- Task goal: Condense the paragraph beginning "The Company has a Credit Agreement" from the credit agreement passage below into a short bulleted list that keeps its main facts.

- Document passage:

┄┄┄┄┄┄┄┄┄┄

The Company has a Credit Agreement, as amended (the “Credit Agreement”) with Wells Fargo Bank, N.A., as a lender and as administrative agent (the “Administrative Agent”).  The Credit Agreement provides the Company with a revolving line of credit in the aggregate principal amount of up to $50,000,000 (the “Revolving Credit Facility”).  Under the Revolving Credit Facility, up to $10,000,000 is available for letters of credit, the outstanding face amounts of which reduce availability under the Revolving Credit Facility on a dollar for dollar basis.  Proceeds under the Credit Agreement may be used for working capital, general corporate and other lawful purposes.  The Company has not yet borrowed any amounts under the Revolving Credit Facility.

┄┄┄┄┄┄┄┄┄┄

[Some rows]
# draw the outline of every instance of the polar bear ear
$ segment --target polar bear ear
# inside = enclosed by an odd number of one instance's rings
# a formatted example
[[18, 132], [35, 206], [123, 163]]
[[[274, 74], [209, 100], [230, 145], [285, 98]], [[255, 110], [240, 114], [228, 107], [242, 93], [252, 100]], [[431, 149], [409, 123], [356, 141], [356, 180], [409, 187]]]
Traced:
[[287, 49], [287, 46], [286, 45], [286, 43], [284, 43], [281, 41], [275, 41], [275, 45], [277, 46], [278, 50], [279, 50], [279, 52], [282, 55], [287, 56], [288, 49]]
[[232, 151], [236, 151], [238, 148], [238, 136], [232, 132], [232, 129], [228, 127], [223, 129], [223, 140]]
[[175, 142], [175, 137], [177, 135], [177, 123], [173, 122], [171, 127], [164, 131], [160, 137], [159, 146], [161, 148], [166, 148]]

┄┄┄┄┄┄┄┄┄┄

- Reply:
- The Company has an amended Credit Agreement with Wells Fargo Bank, N.A., which serves as lender and administrative agent.
- It provides a revolving line of credit of up to $50,000,000.
- Up to $10,000,000 of that is available for letters of credit, and their outstanding face amounts reduce availability dollar for dollar.
- Proceeds may be used for working capital, general corporate and other lawful purposes.
- The Company has not yet borrowed under the facility.